> _Problem requirements_
Rewrite every line of the data below, requests included, scaling each polygon coordinate in the answers by 0.6 and rounding to the nearest whole number, with halves rounded up. Leave the numbers in the requests and their sample outputs unchanged.

##### Given data

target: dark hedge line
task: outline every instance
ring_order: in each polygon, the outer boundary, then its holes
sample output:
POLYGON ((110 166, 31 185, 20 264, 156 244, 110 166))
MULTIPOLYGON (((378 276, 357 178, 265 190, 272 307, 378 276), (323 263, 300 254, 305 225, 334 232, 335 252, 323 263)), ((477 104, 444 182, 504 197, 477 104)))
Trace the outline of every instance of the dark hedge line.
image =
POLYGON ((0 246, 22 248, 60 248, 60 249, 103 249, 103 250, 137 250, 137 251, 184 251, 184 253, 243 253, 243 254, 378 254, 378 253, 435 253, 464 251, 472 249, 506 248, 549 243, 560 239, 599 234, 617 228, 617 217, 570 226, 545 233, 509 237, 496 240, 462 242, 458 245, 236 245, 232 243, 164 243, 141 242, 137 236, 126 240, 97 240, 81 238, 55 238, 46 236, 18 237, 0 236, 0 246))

##########

> _Full response_
target: dark hedge line
task: outline every instance
ring_order: in each polygon, the outer boundary, then its holes
sample output:
POLYGON ((110 166, 31 185, 20 264, 156 244, 110 166))
MULTIPOLYGON (((378 276, 357 178, 265 190, 272 307, 378 276), (323 263, 300 254, 305 225, 334 232, 335 252, 323 263)), ((477 104, 444 182, 504 197, 477 104)))
Trace the outline of every instance of the dark hedge line.
image =
POLYGON ((0 148, 13 149, 36 149, 36 149, 62 149, 62 150, 82 150, 82 151, 110 151, 110 152, 146 152, 146 152, 227 152, 227 152, 261 152, 278 151, 283 149, 304 149, 329 146, 336 143, 359 140, 370 137, 370 130, 342 136, 327 140, 305 142, 298 144, 277 145, 275 147, 142 147, 139 146, 98 146, 85 145, 82 142, 76 144, 58 144, 49 143, 33 143, 28 142, 11 142, 0 142, 0 148))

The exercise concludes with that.